Reproduce the records below in full, replacing every occurrence of "https://vision.api/locate" with "https://vision.api/detect" and leaving everything else unchanged.
--- Begin RECORDS FOR THIS TASK ---
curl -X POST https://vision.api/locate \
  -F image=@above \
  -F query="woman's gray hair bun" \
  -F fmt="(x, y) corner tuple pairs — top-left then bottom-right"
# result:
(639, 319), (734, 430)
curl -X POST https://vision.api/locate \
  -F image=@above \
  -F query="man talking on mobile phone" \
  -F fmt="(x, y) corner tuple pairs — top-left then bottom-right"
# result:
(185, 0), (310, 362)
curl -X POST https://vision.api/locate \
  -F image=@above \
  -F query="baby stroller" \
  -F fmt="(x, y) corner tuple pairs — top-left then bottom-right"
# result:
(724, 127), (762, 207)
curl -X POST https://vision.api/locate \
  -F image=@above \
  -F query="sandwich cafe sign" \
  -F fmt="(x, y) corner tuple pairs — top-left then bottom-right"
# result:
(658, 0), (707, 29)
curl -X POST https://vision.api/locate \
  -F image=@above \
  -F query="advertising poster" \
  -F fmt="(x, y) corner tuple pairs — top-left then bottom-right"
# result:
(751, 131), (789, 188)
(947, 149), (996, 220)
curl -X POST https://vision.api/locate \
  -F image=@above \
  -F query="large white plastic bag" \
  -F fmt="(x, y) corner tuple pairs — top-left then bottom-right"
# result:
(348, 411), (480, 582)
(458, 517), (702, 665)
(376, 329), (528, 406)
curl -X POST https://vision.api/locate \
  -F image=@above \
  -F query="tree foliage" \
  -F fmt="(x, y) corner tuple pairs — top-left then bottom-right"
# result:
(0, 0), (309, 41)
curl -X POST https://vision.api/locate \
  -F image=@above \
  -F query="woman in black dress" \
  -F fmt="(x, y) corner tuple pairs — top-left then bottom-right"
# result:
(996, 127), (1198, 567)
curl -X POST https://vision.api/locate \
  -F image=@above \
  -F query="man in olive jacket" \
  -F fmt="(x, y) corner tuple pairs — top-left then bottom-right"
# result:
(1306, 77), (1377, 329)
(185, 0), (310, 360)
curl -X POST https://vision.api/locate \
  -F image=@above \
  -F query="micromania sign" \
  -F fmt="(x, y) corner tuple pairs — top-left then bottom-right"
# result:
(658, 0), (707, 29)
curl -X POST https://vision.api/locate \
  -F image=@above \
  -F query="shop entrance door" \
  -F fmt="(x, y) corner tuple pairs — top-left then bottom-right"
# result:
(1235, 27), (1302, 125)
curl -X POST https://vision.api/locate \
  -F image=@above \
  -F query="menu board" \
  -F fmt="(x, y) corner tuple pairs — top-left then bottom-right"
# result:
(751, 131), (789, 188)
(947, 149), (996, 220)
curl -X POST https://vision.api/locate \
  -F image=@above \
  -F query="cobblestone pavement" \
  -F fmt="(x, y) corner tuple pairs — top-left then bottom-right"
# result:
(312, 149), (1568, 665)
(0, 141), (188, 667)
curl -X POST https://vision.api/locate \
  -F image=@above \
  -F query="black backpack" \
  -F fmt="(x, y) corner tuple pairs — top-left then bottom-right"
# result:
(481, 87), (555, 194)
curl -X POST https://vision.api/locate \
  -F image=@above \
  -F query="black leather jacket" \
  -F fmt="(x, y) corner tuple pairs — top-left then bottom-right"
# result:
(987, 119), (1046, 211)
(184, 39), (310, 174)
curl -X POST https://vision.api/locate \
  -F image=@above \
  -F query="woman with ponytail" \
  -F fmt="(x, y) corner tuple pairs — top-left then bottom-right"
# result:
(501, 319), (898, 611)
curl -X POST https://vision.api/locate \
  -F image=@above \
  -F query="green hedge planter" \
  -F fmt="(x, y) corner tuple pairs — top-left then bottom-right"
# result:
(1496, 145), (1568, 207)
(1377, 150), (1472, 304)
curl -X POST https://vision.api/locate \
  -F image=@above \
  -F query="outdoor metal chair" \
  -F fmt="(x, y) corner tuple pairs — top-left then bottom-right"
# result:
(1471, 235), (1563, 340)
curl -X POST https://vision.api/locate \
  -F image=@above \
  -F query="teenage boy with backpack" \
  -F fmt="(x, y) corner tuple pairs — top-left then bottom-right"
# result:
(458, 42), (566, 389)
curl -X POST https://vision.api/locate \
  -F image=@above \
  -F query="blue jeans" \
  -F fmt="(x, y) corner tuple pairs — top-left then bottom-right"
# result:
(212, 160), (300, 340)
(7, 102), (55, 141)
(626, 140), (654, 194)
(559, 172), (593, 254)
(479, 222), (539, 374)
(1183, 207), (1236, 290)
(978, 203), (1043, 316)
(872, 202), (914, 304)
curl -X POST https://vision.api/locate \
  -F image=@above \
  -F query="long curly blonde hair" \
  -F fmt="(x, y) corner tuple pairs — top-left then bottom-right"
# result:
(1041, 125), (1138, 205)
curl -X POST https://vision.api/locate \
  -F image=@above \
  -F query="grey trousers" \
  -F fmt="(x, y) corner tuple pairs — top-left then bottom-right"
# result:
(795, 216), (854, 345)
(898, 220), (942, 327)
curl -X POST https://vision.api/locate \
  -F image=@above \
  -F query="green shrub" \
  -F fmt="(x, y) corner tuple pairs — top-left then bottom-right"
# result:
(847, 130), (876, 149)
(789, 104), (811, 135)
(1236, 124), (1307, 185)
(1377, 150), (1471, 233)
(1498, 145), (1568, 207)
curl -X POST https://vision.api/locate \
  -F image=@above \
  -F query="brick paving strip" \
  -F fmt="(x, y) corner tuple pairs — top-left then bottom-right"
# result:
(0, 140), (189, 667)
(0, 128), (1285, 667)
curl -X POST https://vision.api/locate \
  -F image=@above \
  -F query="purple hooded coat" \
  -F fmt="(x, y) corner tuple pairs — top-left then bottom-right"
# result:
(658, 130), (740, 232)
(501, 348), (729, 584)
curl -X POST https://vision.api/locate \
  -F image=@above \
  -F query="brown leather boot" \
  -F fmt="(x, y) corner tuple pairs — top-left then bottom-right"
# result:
--- End RECORDS FOR THIS TASK ---
CORRECT RESPONSE:
curl -X POST https://vision.api/detect \
  -F image=@above \
  -F query="woman's gray hair bun" \
  -F fmt="(x, y) corner tuple pairs — top-left then bottom-right"
# result:
(639, 319), (734, 430)
curl -X POST https://vision.api/detect \
  -F image=@above \
  -F query="man talking on mobile phone" \
  -F fmt="(x, y) corner tuple pairs — top-left then bottom-right"
# result:
(185, 0), (310, 362)
curl -X POST https://vision.api/detect \
  -F image=@above \
  -F query="baby stroller" \
  -F fmt="(x, y) corner tuple pairs — top-left then bottom-right"
# result:
(724, 127), (762, 207)
curl -X POST https://vision.api/detect \
  -F image=@above \
  -F query="sandwich cafe sign" \
  -F fmt="(x, y) corner tuple pairs — top-left then bottom-right"
# result:
(658, 0), (707, 29)
curl -X POST https://vision.api/detect \
  -F image=@above \
  -F query="advertising poster" \
  -F fmt="(x, y) corner tuple pairs — top-left then bottom-right"
# result:
(751, 131), (789, 188)
(947, 149), (996, 220)
curl -X POST https://vision.api/detect \
  -F image=@above \
  -F query="large white plastic bag" \
  -F fmt="(x, y) corner tuple pairs — top-left then bottom-right"
# result:
(348, 411), (480, 582)
(458, 517), (702, 665)
(376, 329), (528, 406)
curl -X POST https://vision.api/detect \
  -F image=@above \
  -F query="tree foliage" \
  -F fmt="(x, y) corner tuple pairs — top-left then bottom-right"
# result:
(0, 0), (309, 41)
curl -X POST https://vision.api/detect \
  -F image=@above \
  -F query="woman in black dress" \
  -F fmt="(x, y) corner tuple pairs — top-left then bottom-right"
# result:
(996, 127), (1198, 567)
curl -X POST https://vision.api/detect \
  -F image=@above \
  -F query="man in olive jacket" \
  -F fmt="(x, y) corner tuple pairs — top-left then bottom-right"
# result:
(1306, 77), (1377, 329)
(185, 0), (310, 360)
curl -X POST https://vision.api/detect \
  -F image=@above \
  -F query="micromania sign" \
  -F fmt="(x, y) corner tuple pairs — top-left then bottom-right"
# result:
(658, 0), (707, 29)
curl -X POST https://vision.api/detect \
  -F image=@above \
  -F query="shop entrance door" \
  -F fmt="(x, y) corner tuple pairs — top-left then bottom-right"
# result:
(1235, 27), (1302, 125)
curl -X POST https://vision.api/detect \
  -F image=@above \
  -F query="menu board" \
  -F fmt="(x, y) corner tuple pairs — top-left then bottom-right"
# result:
(751, 131), (789, 188)
(947, 149), (996, 220)
curl -X POST https://vision.api/detect \
  -F image=@above \
  -F query="cobblestone pavement" \
  -F fmt="(x, y) corner tuple pairs — top-left then bottom-right"
# result:
(312, 149), (1568, 665)
(0, 141), (188, 667)
curl -X POST https://vision.api/detect \
  -F image=@above \
  -F query="black backpack" \
  -F fmt="(x, y) corner tuple pairs — top-left then bottom-right"
# result:
(481, 87), (555, 194)
curl -X POST https://vision.api/detect \
  -F image=@above \
  -F query="black leather jacket" \
  -F fmt="(x, y) corner tuple pairs — top-left then bottom-right"
# result:
(987, 119), (1046, 211)
(184, 39), (310, 174)
curl -X POST https://vision.api/detect \
  -F image=@above \
  -F query="woman with ponytail" \
  -F fmt="(x, y) corner tuple pairs — top-left then bottom-right"
# result:
(501, 319), (898, 611)
curl -X POST https://vision.api/detect \
  -F image=@above \
  -F query="green hedge planter" \
  -F fmt="(x, y) corner tuple pairs — top-left then bottom-right"
# result:
(1496, 145), (1568, 207)
(1377, 150), (1472, 304)
curl -X POST https://vision.api/detect \
  -F image=@above \
  -F query="outdoor metal chair" \
  -F fmt="(x, y) corner tuple pairs — top-left then bottom-right"
# result:
(1471, 235), (1563, 340)
curl -X POST https://vision.api/detect \
  -F image=@above \
  -F query="teenage boy with backpack" \
  -F fmt="(x, y) corner tuple pairs — top-left then bottom-right"
# result:
(458, 42), (566, 389)
curl -X POST https://vision.api/detect \
  -F image=@above \
  -F query="blue jeans" \
  -F fmt="(x, y) corner tuple pairs — top-left then bottom-right"
# result:
(212, 160), (300, 340)
(7, 102), (55, 141)
(626, 140), (654, 194)
(559, 172), (593, 254)
(479, 222), (539, 374)
(1183, 207), (1236, 290)
(978, 203), (1043, 316)
(872, 202), (914, 304)
curl -X POST https://vision.api/detect \
  -F image=@above \
  -F query="long curly blonde hair" \
  -F fmt="(x, y) corner tuple pairs — top-left then bottom-right"
# result:
(1041, 125), (1138, 205)
curl -X POST https://vision.api/detect \
  -F image=@above \
  -F query="grey trousers" \
  -F fmt="(x, y) corner tuple pairs — top-left then bottom-right"
# result:
(795, 216), (854, 345)
(898, 220), (942, 327)
curl -X POST https://vision.api/detect \
  -F image=@above \
  -F query="green shrub" \
  -F fmt="(x, y) corner tuple pairs — top-left then bottom-right"
# result:
(847, 130), (876, 149)
(789, 104), (811, 135)
(1236, 124), (1307, 185)
(1377, 150), (1471, 233)
(1498, 145), (1568, 207)
curl -X POST https://vision.api/detect \
  -F image=@above \
  -F query="brick paving strip" \
  -F fmt="(x, y) corner tuple pairs — top-left then bottom-right"
# result:
(0, 140), (189, 667)
(0, 128), (1285, 667)
curl -X POST https://vision.api/detect \
  -F image=@above \
  -F query="purple hooded coat" \
  -F fmt="(x, y) corner tuple pairs — top-left then bottom-right"
# result:
(658, 130), (740, 232)
(501, 348), (729, 584)
curl -X POST https://vision.api/detect \
  -F image=@above \
  -F query="brown leather boot" \
  -F fmt="(x, y) corner tuple pairs — top-left then bottom-right"
# result:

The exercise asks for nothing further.